**BRIEF**
Output, word for word, the span of lines that starts at the one containing "Thanks for the photo. Could you please mark the car roof" and ends at the last line of the records.

Photo-based referring expression data

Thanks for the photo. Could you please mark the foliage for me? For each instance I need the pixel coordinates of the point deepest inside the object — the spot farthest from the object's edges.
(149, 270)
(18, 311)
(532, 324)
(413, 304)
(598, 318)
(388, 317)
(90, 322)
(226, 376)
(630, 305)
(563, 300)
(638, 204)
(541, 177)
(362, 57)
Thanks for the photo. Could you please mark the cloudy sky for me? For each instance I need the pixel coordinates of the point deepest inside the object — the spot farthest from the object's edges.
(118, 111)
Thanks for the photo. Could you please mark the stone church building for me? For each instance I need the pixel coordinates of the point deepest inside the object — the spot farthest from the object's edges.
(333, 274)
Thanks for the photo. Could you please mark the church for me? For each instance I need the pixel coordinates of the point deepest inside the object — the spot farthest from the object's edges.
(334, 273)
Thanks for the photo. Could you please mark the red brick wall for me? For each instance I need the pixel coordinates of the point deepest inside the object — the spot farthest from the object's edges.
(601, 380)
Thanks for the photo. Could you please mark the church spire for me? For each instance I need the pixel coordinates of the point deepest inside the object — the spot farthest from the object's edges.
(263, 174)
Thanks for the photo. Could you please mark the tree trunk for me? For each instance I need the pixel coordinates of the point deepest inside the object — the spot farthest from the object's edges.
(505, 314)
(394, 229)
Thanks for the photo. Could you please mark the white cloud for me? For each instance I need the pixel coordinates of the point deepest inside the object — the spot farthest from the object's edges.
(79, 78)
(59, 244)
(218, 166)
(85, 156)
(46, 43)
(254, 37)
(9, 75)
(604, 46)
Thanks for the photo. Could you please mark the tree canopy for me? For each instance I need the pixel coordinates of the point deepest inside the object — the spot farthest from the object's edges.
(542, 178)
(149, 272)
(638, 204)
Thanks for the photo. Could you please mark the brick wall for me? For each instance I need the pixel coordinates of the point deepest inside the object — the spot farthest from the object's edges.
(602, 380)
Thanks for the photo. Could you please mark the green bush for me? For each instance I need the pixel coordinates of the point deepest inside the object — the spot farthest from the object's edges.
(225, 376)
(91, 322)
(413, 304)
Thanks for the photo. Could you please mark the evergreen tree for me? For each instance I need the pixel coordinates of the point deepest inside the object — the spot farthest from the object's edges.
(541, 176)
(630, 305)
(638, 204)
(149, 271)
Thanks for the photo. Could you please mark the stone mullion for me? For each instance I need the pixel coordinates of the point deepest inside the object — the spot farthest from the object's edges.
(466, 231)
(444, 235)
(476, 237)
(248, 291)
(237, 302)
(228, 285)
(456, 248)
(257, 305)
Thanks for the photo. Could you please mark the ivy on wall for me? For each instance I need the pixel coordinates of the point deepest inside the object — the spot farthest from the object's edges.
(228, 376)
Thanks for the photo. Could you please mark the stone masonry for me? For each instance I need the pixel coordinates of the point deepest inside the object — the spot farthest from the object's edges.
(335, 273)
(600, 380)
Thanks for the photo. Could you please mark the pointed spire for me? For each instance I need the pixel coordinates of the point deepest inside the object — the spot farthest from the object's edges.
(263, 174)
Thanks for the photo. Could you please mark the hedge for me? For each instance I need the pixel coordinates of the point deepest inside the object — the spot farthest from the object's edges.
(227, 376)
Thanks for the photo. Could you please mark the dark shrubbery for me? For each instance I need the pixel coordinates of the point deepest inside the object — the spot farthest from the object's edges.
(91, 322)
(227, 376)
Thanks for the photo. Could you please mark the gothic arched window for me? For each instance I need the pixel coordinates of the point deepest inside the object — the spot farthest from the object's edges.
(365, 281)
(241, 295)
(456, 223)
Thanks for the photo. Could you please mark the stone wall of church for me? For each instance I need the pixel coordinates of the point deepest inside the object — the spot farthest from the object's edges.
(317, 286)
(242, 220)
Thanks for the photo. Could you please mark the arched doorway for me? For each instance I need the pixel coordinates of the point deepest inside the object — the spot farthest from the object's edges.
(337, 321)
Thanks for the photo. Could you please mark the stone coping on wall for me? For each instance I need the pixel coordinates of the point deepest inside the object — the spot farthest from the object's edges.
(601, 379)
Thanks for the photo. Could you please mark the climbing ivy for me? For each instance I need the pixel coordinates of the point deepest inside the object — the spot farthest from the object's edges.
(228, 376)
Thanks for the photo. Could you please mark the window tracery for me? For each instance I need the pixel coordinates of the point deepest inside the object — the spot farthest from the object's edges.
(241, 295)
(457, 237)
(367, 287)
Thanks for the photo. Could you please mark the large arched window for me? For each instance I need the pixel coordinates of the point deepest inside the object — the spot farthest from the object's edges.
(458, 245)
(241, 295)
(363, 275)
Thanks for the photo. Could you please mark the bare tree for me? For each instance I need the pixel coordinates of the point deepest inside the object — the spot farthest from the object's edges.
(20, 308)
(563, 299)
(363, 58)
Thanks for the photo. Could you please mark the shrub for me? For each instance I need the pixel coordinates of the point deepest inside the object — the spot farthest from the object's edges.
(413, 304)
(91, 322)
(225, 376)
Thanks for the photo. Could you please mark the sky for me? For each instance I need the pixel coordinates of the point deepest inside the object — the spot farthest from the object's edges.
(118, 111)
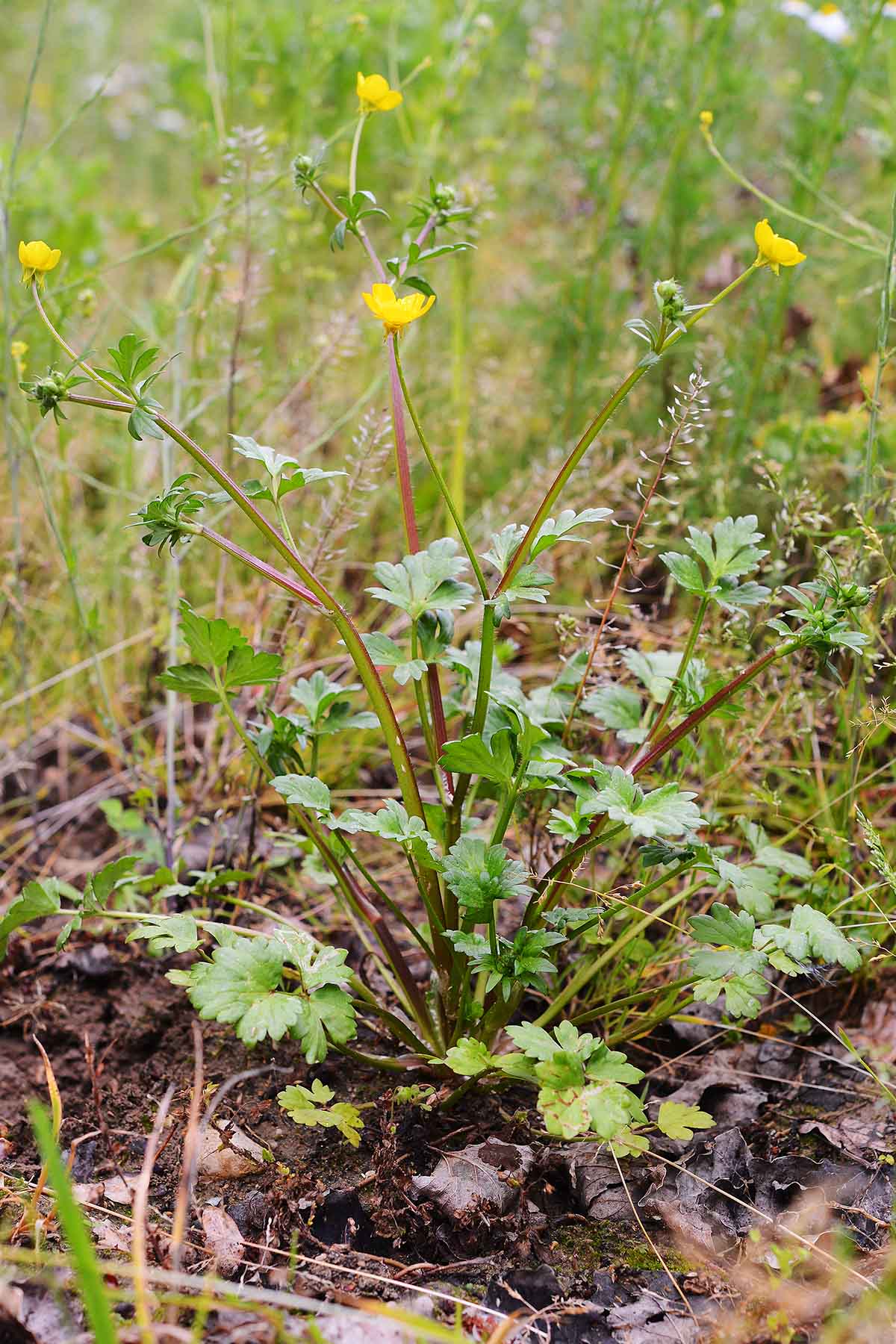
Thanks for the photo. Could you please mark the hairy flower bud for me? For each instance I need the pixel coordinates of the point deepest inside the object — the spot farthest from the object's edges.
(671, 300)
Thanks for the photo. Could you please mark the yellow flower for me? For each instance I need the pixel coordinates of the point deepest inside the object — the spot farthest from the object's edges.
(775, 252)
(394, 312)
(37, 260)
(19, 349)
(374, 93)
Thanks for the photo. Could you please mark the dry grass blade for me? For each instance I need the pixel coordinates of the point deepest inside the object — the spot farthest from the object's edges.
(139, 1239)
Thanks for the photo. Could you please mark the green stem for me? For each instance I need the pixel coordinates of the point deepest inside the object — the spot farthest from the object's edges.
(682, 665)
(503, 819)
(442, 484)
(480, 709)
(363, 663)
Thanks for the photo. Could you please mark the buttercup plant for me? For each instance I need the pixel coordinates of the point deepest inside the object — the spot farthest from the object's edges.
(507, 945)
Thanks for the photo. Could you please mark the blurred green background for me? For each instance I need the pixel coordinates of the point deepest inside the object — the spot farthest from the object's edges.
(153, 147)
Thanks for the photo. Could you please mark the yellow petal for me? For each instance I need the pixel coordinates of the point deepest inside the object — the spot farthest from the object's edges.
(765, 235)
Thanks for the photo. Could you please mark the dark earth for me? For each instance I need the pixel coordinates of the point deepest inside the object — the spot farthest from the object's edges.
(473, 1203)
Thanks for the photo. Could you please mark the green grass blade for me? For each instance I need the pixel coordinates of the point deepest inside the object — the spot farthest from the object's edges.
(87, 1265)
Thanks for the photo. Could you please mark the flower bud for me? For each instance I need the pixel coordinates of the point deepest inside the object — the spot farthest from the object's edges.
(305, 169)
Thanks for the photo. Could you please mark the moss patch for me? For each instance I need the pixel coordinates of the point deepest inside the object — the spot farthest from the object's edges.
(586, 1248)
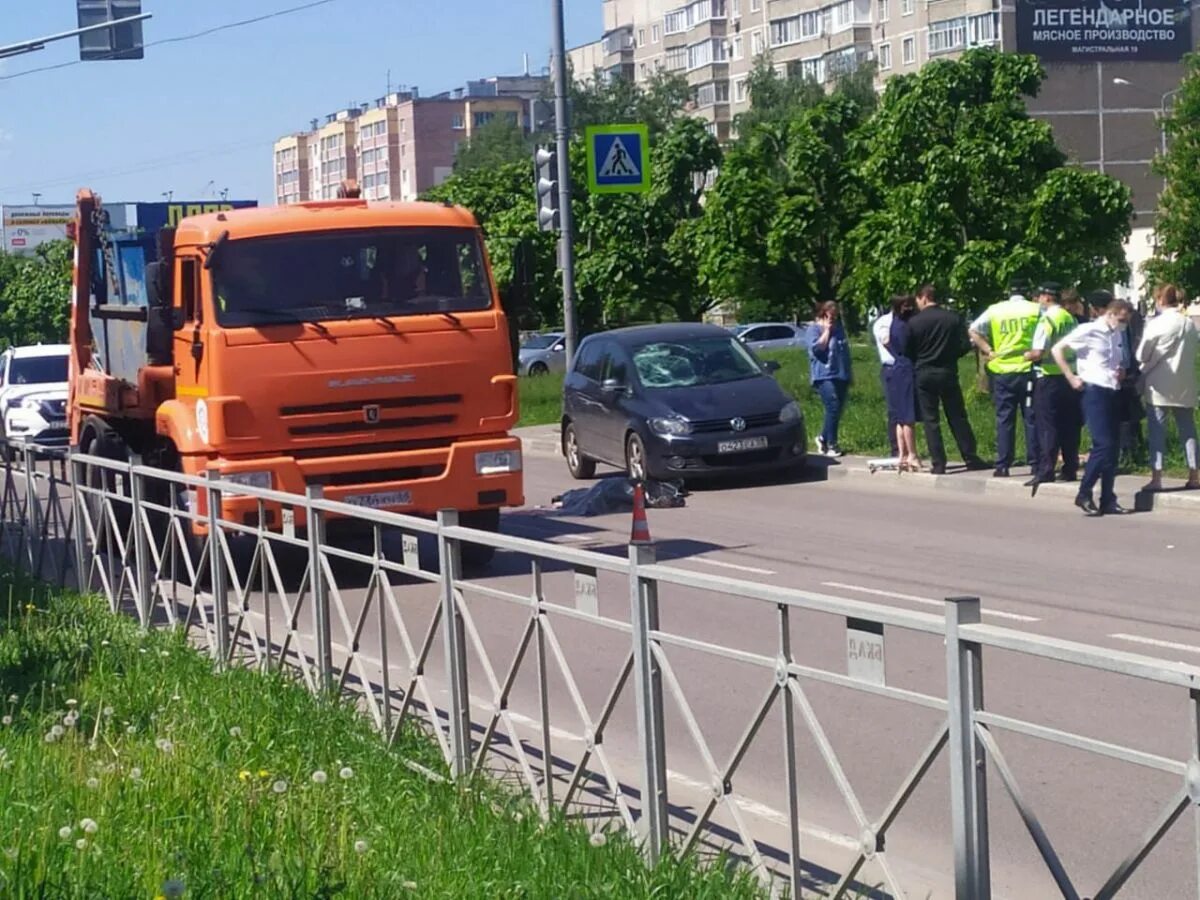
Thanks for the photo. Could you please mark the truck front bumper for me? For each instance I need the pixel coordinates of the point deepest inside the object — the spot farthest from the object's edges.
(465, 475)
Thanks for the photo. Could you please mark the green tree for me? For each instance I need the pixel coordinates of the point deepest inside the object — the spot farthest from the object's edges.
(35, 295)
(967, 190)
(1177, 226)
(493, 144)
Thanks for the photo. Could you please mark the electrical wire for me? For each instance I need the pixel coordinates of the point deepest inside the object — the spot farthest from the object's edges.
(178, 39)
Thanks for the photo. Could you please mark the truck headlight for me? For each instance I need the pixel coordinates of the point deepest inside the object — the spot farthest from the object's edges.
(497, 462)
(261, 480)
(672, 425)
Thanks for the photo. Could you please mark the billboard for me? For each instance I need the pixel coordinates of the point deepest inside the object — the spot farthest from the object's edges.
(1104, 30)
(27, 227)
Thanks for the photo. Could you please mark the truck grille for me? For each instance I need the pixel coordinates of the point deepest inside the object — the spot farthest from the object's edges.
(709, 426)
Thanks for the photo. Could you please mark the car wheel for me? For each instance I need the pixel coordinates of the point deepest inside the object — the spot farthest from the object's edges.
(576, 462)
(635, 459)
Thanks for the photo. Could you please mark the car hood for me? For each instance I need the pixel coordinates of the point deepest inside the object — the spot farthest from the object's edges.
(751, 396)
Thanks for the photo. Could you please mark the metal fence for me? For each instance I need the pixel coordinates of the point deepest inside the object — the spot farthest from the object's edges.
(412, 636)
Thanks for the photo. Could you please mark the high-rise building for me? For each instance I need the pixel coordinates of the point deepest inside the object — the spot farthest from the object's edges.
(403, 143)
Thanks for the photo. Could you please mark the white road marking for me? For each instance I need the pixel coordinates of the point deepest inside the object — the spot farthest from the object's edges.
(925, 600)
(735, 567)
(1156, 642)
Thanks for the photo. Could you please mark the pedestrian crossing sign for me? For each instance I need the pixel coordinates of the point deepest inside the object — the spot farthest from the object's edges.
(618, 159)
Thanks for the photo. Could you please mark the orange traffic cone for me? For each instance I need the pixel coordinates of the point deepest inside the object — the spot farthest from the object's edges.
(641, 533)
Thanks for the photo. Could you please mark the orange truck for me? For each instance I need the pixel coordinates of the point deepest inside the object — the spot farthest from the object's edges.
(355, 346)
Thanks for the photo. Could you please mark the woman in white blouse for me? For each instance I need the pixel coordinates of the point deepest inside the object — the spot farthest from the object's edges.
(1168, 358)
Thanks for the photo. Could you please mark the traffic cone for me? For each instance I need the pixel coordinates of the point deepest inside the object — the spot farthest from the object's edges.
(641, 533)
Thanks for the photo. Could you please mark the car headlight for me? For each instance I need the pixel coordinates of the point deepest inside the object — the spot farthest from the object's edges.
(671, 425)
(261, 480)
(497, 462)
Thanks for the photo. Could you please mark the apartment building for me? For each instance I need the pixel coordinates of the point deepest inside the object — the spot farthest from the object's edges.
(402, 144)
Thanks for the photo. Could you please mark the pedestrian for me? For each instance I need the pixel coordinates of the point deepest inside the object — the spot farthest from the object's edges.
(1098, 354)
(881, 329)
(1056, 409)
(937, 340)
(1003, 333)
(901, 383)
(829, 371)
(1168, 358)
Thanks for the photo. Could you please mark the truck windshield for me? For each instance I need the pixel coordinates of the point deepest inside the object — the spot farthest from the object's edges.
(39, 370)
(351, 275)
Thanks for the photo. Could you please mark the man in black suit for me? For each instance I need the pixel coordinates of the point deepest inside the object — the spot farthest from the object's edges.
(937, 340)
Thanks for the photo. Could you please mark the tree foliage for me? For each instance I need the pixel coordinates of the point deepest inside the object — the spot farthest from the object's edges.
(967, 190)
(35, 295)
(1177, 227)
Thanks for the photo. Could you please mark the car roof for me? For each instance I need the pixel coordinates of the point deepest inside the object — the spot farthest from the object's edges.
(42, 349)
(666, 331)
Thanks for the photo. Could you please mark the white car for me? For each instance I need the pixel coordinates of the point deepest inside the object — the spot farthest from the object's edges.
(772, 335)
(34, 394)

**TASK ANSWER**
Thanks for the photo. Could you please mark the car roof for me? For each instance I need the pixel coordinates of the point deepest inside the object — the spot farthest from the object's edges.
(42, 349)
(666, 331)
Thanks for the photo. Could you please mark the white car for me? For each instance I need the pixel coordinates of the point deepest inside the object — the spot farthest from the object's edges.
(772, 335)
(34, 394)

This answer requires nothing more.